• **GIVEN INSTRUCTION**:
Can you quote the records below in full, word for word?

• **DATA FOR PROCESSING**:

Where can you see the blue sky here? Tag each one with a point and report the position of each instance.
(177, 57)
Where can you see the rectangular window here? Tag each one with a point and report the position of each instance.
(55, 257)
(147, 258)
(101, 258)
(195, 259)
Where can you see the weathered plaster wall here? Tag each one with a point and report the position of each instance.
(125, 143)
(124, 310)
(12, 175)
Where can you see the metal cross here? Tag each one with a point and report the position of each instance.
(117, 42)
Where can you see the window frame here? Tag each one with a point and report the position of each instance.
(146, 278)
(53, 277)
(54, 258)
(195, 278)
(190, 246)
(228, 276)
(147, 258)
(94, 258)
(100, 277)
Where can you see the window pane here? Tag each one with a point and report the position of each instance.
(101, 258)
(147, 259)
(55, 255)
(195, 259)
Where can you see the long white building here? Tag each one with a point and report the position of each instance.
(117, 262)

• **ANSWER TO THIS PROBLEM**:
Where can you see the blue sky here? Tag each one with a point and report the position of each instance.
(177, 57)
Where can you see the rectangular window here? Tag each one with a point and report the position of each instance.
(55, 257)
(147, 258)
(101, 258)
(195, 259)
Where can you see the weathered plaster wall here? Tag each one with a point and report the position of each instance.
(125, 143)
(124, 310)
(12, 175)
Where can you see the metal cross here? Tag each one with a point and report the position of each instance.
(117, 42)
Where can you see the window frame here? Tag each one with a point and report the position of each instance.
(146, 278)
(53, 277)
(54, 258)
(195, 278)
(190, 246)
(228, 276)
(147, 258)
(94, 258)
(100, 277)
Where can you see the window pane here? Tag each one with a point and report the position of each instance.
(101, 258)
(147, 259)
(55, 255)
(195, 259)
Where can you see the long white building here? Tag each one with a point and report the position of each instance.
(117, 262)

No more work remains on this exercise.